Restate word for word the lines below from the one that has "the window frame" through the one that has "of the sign", keeping both and dropping all pictures.

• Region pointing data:
------------------------------------------------------------

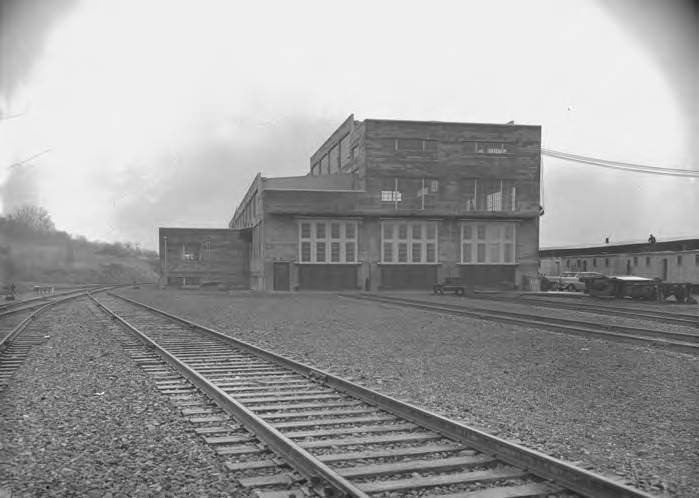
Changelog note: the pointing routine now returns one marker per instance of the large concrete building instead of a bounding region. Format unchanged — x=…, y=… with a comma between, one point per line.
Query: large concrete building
x=398, y=205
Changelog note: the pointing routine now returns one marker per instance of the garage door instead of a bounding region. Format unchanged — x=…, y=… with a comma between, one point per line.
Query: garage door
x=408, y=276
x=327, y=277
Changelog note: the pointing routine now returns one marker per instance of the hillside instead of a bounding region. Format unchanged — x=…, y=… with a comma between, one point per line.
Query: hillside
x=50, y=256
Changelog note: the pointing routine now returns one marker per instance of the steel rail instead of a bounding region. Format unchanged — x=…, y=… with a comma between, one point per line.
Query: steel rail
x=322, y=478
x=544, y=466
x=19, y=328
x=689, y=343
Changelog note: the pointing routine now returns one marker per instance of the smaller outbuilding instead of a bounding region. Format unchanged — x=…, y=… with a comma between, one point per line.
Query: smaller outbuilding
x=674, y=260
x=204, y=257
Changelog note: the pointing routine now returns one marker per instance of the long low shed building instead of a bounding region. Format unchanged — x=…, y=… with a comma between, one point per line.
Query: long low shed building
x=399, y=205
x=674, y=261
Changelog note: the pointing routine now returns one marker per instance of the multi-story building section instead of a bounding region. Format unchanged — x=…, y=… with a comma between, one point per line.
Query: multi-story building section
x=399, y=205
x=675, y=260
x=196, y=257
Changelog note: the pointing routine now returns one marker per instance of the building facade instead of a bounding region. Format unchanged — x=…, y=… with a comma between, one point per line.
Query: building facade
x=196, y=257
x=674, y=261
x=399, y=205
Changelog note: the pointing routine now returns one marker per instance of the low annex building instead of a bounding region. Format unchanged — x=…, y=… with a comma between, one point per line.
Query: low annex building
x=399, y=205
x=196, y=257
x=675, y=260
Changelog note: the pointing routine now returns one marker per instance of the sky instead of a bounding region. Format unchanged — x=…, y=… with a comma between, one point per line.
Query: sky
x=136, y=114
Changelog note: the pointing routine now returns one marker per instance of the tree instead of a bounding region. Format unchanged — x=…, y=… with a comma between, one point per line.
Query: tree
x=34, y=218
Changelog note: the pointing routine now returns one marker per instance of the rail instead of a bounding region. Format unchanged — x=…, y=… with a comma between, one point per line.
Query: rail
x=538, y=464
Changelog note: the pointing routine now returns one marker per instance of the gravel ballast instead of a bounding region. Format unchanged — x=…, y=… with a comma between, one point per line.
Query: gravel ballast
x=80, y=419
x=619, y=409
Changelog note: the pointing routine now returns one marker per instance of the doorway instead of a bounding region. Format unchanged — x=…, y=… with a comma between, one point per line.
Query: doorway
x=281, y=276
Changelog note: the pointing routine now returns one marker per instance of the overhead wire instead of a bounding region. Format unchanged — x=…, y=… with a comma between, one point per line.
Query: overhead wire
x=622, y=166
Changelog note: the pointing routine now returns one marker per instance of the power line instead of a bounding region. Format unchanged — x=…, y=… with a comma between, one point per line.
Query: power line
x=635, y=168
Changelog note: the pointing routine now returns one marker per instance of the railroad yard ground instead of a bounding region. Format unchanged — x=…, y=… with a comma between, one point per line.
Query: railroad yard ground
x=619, y=409
x=85, y=421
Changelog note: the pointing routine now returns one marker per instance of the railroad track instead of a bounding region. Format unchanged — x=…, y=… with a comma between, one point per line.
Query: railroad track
x=676, y=341
x=685, y=319
x=326, y=434
x=19, y=331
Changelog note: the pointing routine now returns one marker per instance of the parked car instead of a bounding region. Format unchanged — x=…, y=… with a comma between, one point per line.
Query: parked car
x=572, y=281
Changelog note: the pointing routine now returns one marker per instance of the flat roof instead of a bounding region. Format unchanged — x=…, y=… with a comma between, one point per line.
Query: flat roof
x=681, y=244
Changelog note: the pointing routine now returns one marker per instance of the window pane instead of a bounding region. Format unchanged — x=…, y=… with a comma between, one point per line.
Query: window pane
x=417, y=231
x=387, y=252
x=335, y=230
x=431, y=253
x=509, y=232
x=466, y=254
x=494, y=253
x=402, y=252
x=481, y=253
x=335, y=252
x=417, y=253
x=305, y=230
x=320, y=252
x=509, y=253
x=305, y=251
x=350, y=230
x=349, y=252
x=467, y=232
x=387, y=231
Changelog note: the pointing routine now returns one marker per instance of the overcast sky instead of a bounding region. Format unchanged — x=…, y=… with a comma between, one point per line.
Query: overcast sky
x=160, y=113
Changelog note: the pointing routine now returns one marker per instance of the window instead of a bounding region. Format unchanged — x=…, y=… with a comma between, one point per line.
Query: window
x=191, y=252
x=490, y=148
x=323, y=241
x=408, y=144
x=488, y=243
x=391, y=196
x=334, y=166
x=412, y=242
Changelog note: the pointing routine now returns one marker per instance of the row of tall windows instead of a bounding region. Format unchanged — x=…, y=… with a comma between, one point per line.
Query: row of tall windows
x=328, y=242
x=407, y=242
x=487, y=243
x=496, y=194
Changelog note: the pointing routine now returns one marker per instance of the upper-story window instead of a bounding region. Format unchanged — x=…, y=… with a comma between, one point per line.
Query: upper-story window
x=488, y=243
x=490, y=148
x=409, y=242
x=327, y=242
x=191, y=252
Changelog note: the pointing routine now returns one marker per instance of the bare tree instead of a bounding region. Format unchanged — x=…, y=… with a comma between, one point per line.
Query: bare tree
x=34, y=218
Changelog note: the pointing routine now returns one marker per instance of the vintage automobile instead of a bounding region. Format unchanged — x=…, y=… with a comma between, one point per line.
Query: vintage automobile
x=571, y=281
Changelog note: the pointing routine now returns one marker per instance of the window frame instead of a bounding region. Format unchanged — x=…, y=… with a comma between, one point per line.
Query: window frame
x=405, y=246
x=487, y=243
x=326, y=241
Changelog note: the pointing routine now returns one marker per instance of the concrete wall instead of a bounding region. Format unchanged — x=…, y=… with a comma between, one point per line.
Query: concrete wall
x=223, y=256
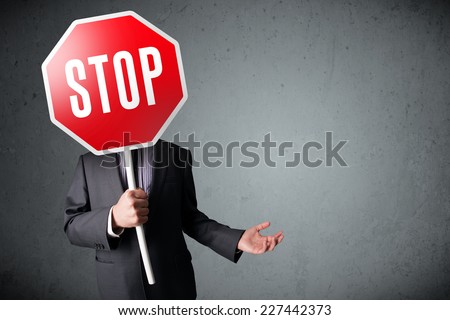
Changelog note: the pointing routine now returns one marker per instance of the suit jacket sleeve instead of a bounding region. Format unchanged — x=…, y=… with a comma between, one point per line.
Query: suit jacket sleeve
x=220, y=238
x=83, y=226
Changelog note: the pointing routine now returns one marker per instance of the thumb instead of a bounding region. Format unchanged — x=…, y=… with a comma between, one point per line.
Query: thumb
x=262, y=226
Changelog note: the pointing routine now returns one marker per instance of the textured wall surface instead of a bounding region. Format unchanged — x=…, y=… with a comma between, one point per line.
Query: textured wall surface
x=375, y=73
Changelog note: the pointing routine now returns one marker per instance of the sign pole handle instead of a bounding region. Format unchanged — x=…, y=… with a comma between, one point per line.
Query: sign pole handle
x=139, y=229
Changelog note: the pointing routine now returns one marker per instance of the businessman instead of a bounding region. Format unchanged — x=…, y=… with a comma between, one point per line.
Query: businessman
x=101, y=213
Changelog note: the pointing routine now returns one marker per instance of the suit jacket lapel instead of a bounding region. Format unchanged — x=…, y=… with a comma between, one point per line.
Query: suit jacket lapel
x=160, y=162
x=114, y=181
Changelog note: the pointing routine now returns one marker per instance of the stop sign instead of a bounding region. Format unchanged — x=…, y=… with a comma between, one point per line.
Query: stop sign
x=114, y=81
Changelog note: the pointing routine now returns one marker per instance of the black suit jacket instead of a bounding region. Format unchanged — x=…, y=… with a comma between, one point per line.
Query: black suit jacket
x=173, y=210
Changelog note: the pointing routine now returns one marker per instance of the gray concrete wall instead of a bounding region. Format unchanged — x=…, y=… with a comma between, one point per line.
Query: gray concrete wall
x=375, y=73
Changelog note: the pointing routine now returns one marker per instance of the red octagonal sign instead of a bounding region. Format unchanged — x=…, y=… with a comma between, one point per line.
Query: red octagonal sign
x=114, y=81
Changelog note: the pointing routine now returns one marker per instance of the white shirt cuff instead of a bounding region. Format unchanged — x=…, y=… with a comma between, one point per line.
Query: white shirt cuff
x=111, y=233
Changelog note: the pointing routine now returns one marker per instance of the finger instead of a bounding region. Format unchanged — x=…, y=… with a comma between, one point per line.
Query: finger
x=272, y=243
x=278, y=234
x=142, y=220
x=262, y=226
x=140, y=203
x=138, y=193
x=142, y=212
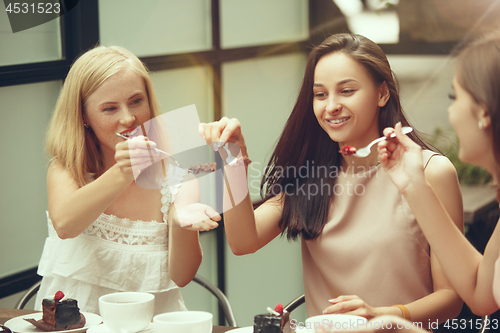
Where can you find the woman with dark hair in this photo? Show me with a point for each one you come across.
(359, 236)
(475, 116)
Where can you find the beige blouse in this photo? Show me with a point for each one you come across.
(371, 246)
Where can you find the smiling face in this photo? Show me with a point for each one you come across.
(464, 115)
(346, 100)
(118, 106)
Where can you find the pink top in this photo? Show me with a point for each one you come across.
(371, 246)
(496, 282)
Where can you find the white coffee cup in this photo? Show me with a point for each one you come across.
(333, 322)
(127, 312)
(183, 322)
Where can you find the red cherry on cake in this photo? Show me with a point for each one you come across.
(59, 296)
(347, 150)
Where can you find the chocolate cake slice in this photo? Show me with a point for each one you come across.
(270, 323)
(61, 314)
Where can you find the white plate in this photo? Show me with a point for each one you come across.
(103, 329)
(19, 325)
(248, 329)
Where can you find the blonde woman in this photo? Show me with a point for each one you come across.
(106, 233)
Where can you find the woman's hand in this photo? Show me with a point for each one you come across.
(135, 155)
(222, 131)
(196, 216)
(351, 305)
(401, 159)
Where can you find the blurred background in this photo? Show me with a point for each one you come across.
(233, 58)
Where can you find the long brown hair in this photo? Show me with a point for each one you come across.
(478, 72)
(303, 142)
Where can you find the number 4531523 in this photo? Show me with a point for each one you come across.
(470, 324)
(40, 8)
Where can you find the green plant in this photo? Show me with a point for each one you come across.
(468, 174)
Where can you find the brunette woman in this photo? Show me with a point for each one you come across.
(363, 252)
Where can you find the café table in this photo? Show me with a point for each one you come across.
(6, 314)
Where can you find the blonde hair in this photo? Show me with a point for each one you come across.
(67, 141)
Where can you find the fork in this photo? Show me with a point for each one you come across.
(158, 151)
(365, 151)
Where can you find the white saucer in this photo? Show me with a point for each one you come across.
(103, 329)
(19, 325)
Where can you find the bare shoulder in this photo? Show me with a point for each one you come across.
(439, 168)
(59, 177)
(441, 175)
(271, 210)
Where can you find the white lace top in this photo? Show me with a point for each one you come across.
(112, 254)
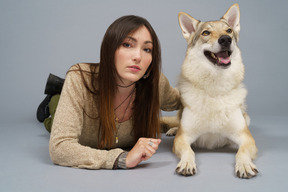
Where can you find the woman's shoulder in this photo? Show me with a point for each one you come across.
(85, 67)
(83, 73)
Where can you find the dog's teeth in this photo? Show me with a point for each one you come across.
(213, 55)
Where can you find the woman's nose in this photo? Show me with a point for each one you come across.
(137, 56)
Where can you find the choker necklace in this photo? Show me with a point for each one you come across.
(126, 86)
(116, 119)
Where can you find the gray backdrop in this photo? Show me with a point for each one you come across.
(38, 37)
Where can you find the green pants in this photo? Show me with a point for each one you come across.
(52, 109)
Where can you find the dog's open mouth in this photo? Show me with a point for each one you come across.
(221, 59)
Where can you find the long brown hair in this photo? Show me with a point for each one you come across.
(146, 109)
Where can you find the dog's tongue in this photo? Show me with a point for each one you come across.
(223, 58)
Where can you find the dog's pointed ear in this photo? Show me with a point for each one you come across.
(188, 24)
(232, 17)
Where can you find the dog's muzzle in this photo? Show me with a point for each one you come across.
(221, 58)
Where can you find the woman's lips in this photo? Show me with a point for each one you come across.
(134, 68)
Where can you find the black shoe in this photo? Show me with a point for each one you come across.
(54, 85)
(43, 109)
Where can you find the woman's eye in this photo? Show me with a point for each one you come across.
(229, 31)
(148, 50)
(205, 33)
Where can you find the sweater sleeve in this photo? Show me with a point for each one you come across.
(64, 147)
(169, 96)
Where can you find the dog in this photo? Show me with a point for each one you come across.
(212, 94)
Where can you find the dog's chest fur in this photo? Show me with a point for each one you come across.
(212, 98)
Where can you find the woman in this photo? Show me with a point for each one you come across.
(107, 107)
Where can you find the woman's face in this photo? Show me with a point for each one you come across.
(134, 56)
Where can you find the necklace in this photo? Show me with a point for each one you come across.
(116, 119)
(126, 86)
(124, 100)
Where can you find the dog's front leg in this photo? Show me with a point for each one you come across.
(244, 167)
(182, 149)
(247, 151)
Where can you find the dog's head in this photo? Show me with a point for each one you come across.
(216, 39)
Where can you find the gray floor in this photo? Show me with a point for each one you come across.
(25, 165)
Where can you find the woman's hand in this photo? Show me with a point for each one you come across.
(142, 150)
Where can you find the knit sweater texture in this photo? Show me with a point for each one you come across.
(75, 129)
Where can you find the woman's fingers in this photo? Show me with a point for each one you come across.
(144, 149)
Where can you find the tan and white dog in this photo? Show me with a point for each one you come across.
(212, 94)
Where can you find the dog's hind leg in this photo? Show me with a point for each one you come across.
(182, 149)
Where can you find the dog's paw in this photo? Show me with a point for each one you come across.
(186, 168)
(172, 131)
(246, 170)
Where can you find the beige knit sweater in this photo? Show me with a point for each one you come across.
(74, 135)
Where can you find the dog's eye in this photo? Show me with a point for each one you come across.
(205, 33)
(229, 31)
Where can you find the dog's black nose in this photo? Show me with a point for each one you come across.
(225, 40)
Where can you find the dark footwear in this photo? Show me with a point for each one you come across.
(54, 85)
(43, 109)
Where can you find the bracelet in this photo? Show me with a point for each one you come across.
(121, 161)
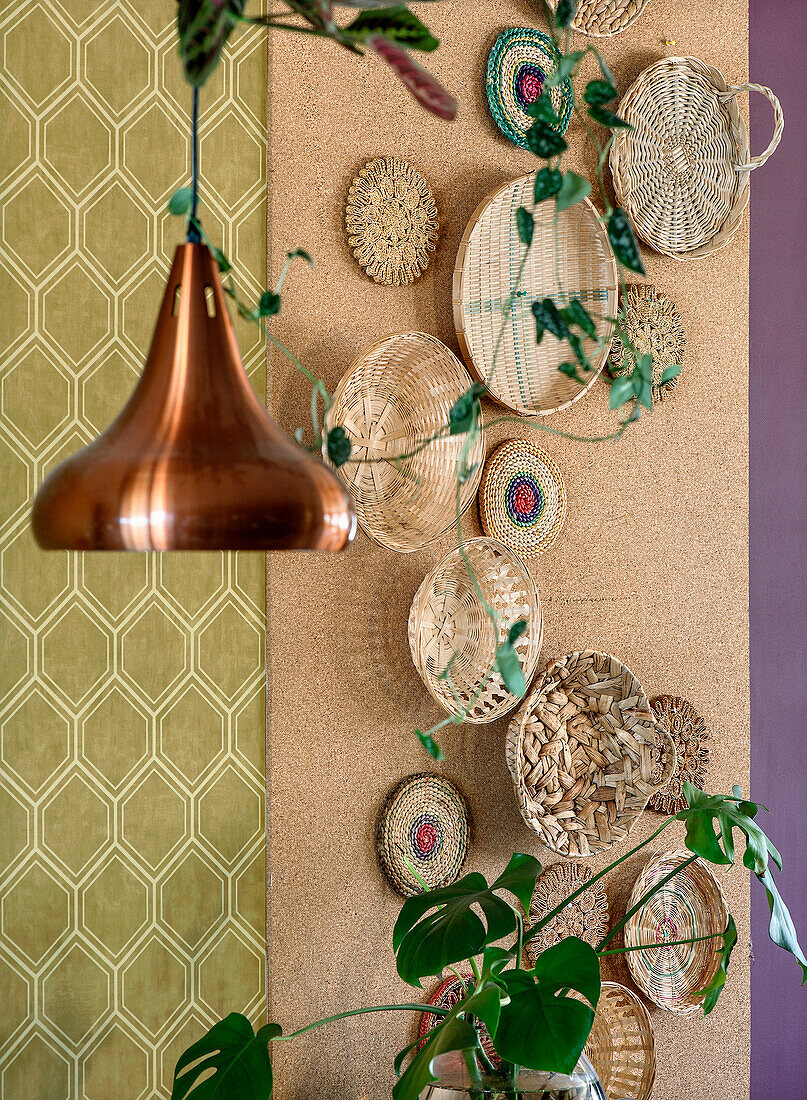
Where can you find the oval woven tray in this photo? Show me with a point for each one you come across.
(522, 497)
(526, 377)
(691, 904)
(397, 393)
(582, 754)
(448, 622)
(682, 173)
(423, 824)
(621, 1046)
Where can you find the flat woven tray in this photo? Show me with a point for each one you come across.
(522, 497)
(582, 755)
(524, 376)
(683, 172)
(396, 394)
(423, 824)
(691, 904)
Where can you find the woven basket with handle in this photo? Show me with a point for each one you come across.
(683, 172)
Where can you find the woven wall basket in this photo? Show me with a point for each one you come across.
(683, 172)
(524, 376)
(448, 620)
(397, 393)
(691, 904)
(582, 755)
(620, 1045)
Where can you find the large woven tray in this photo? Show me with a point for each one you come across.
(682, 173)
(582, 755)
(524, 376)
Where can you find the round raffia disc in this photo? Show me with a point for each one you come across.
(517, 69)
(522, 497)
(423, 824)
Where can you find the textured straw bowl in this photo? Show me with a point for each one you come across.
(691, 904)
(683, 172)
(448, 620)
(620, 1046)
(582, 755)
(526, 378)
(397, 393)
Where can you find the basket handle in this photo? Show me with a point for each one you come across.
(733, 90)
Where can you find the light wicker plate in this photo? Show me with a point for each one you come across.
(396, 394)
(682, 173)
(522, 497)
(621, 1046)
(691, 904)
(524, 376)
(449, 622)
(582, 755)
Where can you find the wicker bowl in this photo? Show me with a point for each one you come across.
(691, 904)
(683, 172)
(582, 755)
(448, 620)
(620, 1045)
(397, 393)
(524, 376)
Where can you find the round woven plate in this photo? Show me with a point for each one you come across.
(582, 755)
(682, 172)
(448, 624)
(620, 1045)
(423, 823)
(691, 904)
(397, 393)
(522, 498)
(526, 377)
(681, 722)
(391, 221)
(517, 67)
(585, 917)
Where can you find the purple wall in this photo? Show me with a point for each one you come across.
(778, 534)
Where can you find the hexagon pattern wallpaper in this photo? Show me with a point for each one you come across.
(132, 688)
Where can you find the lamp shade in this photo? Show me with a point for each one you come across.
(194, 461)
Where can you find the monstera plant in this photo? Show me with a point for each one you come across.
(537, 1018)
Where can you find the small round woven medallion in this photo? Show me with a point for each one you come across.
(517, 69)
(522, 497)
(687, 730)
(423, 825)
(391, 221)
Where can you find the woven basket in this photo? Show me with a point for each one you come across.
(691, 904)
(522, 497)
(582, 755)
(526, 377)
(603, 19)
(683, 172)
(449, 622)
(620, 1045)
(397, 393)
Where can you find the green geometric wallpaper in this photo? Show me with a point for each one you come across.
(132, 745)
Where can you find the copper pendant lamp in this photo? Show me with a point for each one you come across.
(194, 461)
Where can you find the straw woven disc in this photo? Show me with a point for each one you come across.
(522, 497)
(585, 917)
(423, 823)
(517, 68)
(391, 221)
(621, 1046)
(524, 376)
(691, 904)
(681, 722)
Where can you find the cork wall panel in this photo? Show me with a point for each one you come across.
(651, 565)
(132, 853)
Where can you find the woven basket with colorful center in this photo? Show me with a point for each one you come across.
(522, 498)
(517, 70)
(423, 827)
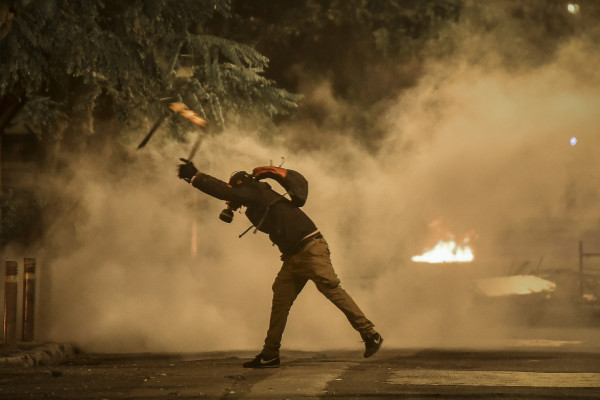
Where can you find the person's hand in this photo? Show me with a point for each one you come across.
(187, 171)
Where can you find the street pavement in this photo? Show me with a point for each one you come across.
(542, 370)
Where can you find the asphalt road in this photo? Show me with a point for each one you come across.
(514, 373)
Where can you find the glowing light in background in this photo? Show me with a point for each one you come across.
(447, 249)
(446, 252)
(573, 8)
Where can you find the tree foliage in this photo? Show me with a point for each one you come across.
(77, 61)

------------------------------------------------------------

• Response area:
Changelog note: the pointing routine now returns one marker per instance of the window frame instead of a bounding region. Format unchanged — x=…, y=… with a comma between, one point per line.
Query: window frame
x=405, y=246
x=487, y=243
x=326, y=241
Changelog note: the pointing routine now returns one marker per instance of the concrete wall instead of a bounding region. Format unchanged — x=…, y=… with a comma between, one point per line.
Query: concrete wall
x=223, y=256
Changelog note: the pointing routine now returns one marker per instance of the suit jacket sleeve instead of a bounding region. Format unchanged — x=…, y=… with a comma between, one point per line.
Query: suit jacket sleeve
x=220, y=238
x=83, y=226
Changelog note: the pointing routine now returns one marker per instance of the thumb instead of a bounding region. Format unchanged — x=…, y=… with a comma between, one point per line.
Query: thumb
x=262, y=226
Changelog note: the pointing routine now returns one marker per instance of the textured wall surface instead of a bounding region. Format unchanged — x=…, y=… with a comma between, one point per line.
Query: textured wall surface
x=375, y=73
Changelog note: the pointing routine now returns one marker per instance of the sign pole handle instead of a bounding region. Format unchanged — x=…, y=… with a comma between, one point per line.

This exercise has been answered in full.